ЗАДАНИЕ: Пожалуйста, перепишите дословно из приведенного ниже текста о Тютчеве фрагмент, который начинается со слов «Дома говорили, в» и заканчивается словами «привил способному ученику.».

ИСХОДНЫЙ ТЕКСТ:
########################################

Творчество по Тютчеву возможно исключительно по вдохновению, наитию, участию сил не только поэта, но и других высших сил. Точно так же и понимание стихов (особенно стихов живых еще поэтов) дается по милости этих сил.
Нам не дано предугадать,

Как слово наше отзовется, —

И нам сочувствие дается,

Как нам дается благодать…




II

Однако в жизни поэт не казался глубокомысленным и погруженным в мрачные раздумья. Напротив, Тютчев был легким, светским, остроумным.

Родился Федор Иванович Тютчев 5 декабря (23 ноября) 1803 года в селе Овстуг Брянского уезда Орловской губернии в родовитой дворянской семье. Зимы Тютчевы проводили в Москве, а лето — в своем орловском имении или в «подмосковной», селе Троицком в Теплых Станах. Жили они широко и весело. «С самых первых лет, — пишет первый биограф поэта И. С. Аксаков, — Тютчев оказался в семье каким-то особняком, с признаком высших дарований, а потому тотчас же сделался любимцем и баловнем всех окружающих. Это баловство, без сомнения, отразилось впоследствии на образовании его характера; еще с детства стал он врагом всякого принуждения, всякого напряжения воли и тяжелой работы. К счастью, ребенок был чрезвычайно добросердечен, кроткого, ласкового нрава, чужд всяких грубых наклонностей; все свойства и проявления его детской природы были скрашены какой-то особенно тонкой, изящной духовностью».

Дома говорили, в основном, на французском языке, иногда на немецком, хотя при этом соблюдали все обычаи православной старины. Будущий поэт возрастал в чуждых языковых стихиях, но русский остался для него языком души. Когда Федору исполнилось десять лет, в доме появился учитель — молодой и восторженный литератор Семен Раич, уже приобретший некоторую известность своими переводами римских и греческих поэтов. Правда, известность эта была отчасти комического свойства, ибо переложения Раича порой поражали нелепостью. Так, стих из поэмы «Освобожденный Иерусалим» Торквато Тассо о Готфриде Бульонском он перевел следующим образом: «Вскипел Бульон, течет во храм…» Но все искупалось его любовью к литературе, которую он и привил способному ученику.

########################################

ПРЕДСТАВЛЕННЫЙ МАТЕРИАЛ:
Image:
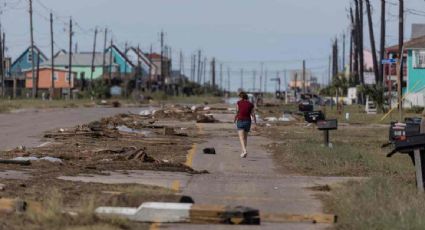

########################################

ОТВЕТ К ЗАДАНИЮ:
Дома говорили, в основном, на французском языке, иногда на немецком, хотя при этом соблюдали все обычаи православной старины. Будущий поэт возрастал в чуждых языковых стихиях, но русский остался для него языком души. Когда Федору исполнилось десять лет, в доме появился учитель — молодой и восторженный литератор Семен Раич, уже приобретший некоторую известность своими переводами римских и греческих поэтов. Правда, известность эта была отчасти комического свойства, ибо переложения Раича порой поражали нелепостью. Так, стих из поэмы «Освобожденный Иерусалим» Торквато Тассо о Готфриде Бульонском он перевел следующим образом: «Вскипел Бульон, течет во храм…» Но все искупалось его любовью к литературе, которую он и привил способному ученику.